>>>

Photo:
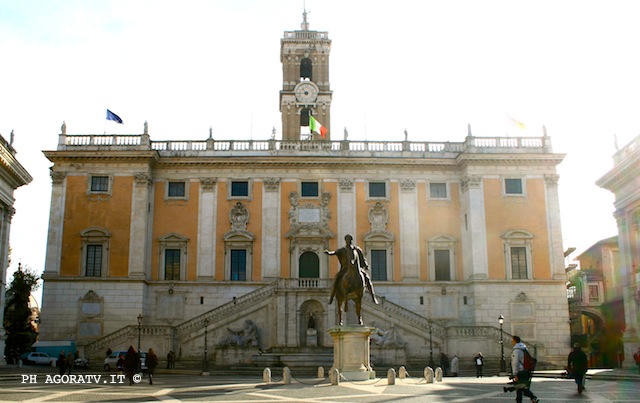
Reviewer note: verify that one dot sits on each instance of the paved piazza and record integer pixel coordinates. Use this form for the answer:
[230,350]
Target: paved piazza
[195,388]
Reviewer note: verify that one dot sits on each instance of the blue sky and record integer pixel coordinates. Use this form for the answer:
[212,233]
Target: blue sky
[431,67]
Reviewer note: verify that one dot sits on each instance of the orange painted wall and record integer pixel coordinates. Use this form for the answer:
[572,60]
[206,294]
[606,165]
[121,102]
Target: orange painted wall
[82,211]
[511,213]
[436,218]
[254,226]
[286,188]
[175,216]
[338,241]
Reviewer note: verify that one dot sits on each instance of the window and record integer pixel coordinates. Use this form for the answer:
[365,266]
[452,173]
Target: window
[93,263]
[99,183]
[238,265]
[517,254]
[377,189]
[518,262]
[438,190]
[379,265]
[173,257]
[594,293]
[442,258]
[309,189]
[442,264]
[172,264]
[176,189]
[306,69]
[239,189]
[513,186]
[95,252]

<<<

§ **What is needed**:
Rewrite the material above as a JSON list of strings, with one string for each line and no entries for blank lines. Cover all of the material, but leave the pictures out.

§ **Exercise solution**:
[
  "Photo:",
  "Reviewer note: verify that one dot sits on each instance of the paved piazza and record integer pixel coordinates. Use this form for the answer:",
  "[230,350]",
  "Target: paved piazza",
  "[195,388]",
  "Reviewer note: verify that one dot sits on each instance of the blue sky and record integer pixel coordinates. Use this form for the answer:",
  "[212,233]",
  "Target: blue sky",
  "[431,67]",
  "Reviewer note: verify that one dot sits on each instance of the orange painted wall and record integer pixel coordinates. Use this form for the answer:",
  "[572,60]",
  "[206,294]",
  "[606,165]",
  "[121,102]",
  "Target: orange painted wall",
  "[82,211]",
  "[511,213]",
  "[436,218]",
  "[254,226]",
  "[286,188]",
  "[175,216]",
  "[338,241]",
  "Reviewer note: verify that one dot sits on each instance of the window and record integer pixel coordinates. Use this form for the answer:",
  "[365,266]",
  "[452,173]",
  "Target: window",
  "[93,263]",
  "[99,183]",
  "[238,265]",
  "[517,254]",
  "[377,189]",
  "[518,262]",
  "[438,190]",
  "[379,265]",
  "[173,257]",
  "[594,293]",
  "[442,258]",
  "[309,189]",
  "[442,264]",
  "[172,264]",
  "[176,189]",
  "[306,69]",
  "[239,189]",
  "[513,186]",
  "[95,252]"
]